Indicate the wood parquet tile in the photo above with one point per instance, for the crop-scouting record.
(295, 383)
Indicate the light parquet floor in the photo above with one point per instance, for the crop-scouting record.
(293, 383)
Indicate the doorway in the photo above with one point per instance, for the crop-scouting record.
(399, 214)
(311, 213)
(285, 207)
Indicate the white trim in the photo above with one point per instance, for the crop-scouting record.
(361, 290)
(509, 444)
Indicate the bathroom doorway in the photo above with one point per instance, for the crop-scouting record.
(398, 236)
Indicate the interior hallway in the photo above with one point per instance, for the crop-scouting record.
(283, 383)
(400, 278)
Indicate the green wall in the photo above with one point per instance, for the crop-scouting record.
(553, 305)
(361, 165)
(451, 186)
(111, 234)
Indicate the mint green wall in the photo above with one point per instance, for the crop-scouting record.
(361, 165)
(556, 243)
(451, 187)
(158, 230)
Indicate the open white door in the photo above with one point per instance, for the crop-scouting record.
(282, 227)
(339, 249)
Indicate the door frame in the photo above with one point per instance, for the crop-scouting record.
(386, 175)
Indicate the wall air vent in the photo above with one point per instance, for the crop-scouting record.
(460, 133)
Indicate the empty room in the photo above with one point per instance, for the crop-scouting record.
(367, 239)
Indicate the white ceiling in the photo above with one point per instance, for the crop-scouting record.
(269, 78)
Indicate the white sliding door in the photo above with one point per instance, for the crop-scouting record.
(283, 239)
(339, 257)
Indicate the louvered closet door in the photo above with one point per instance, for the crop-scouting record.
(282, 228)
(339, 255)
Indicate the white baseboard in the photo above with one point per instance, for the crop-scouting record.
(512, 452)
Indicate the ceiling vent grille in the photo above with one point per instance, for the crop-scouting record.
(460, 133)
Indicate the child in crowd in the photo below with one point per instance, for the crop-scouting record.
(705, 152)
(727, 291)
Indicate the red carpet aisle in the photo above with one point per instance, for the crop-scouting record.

━━━━━━

*DIRECTIVE:*
Reproduce the lines word for word, from the line containing "Indicate the ceiling" through the end of the records.

*ANSWER TO THIS PROBLEM:*
Indicate the ceiling vent grille in the photo above with one point per instance, for the crop-scouting record.
(460, 133)
Indicate the child in crowd in the photo below with one point per instance, for the crop-scouting record.
(705, 152)
(727, 291)
Indicate the red carpet aisle in the photo above with one point per instance, for the crop-scouting record.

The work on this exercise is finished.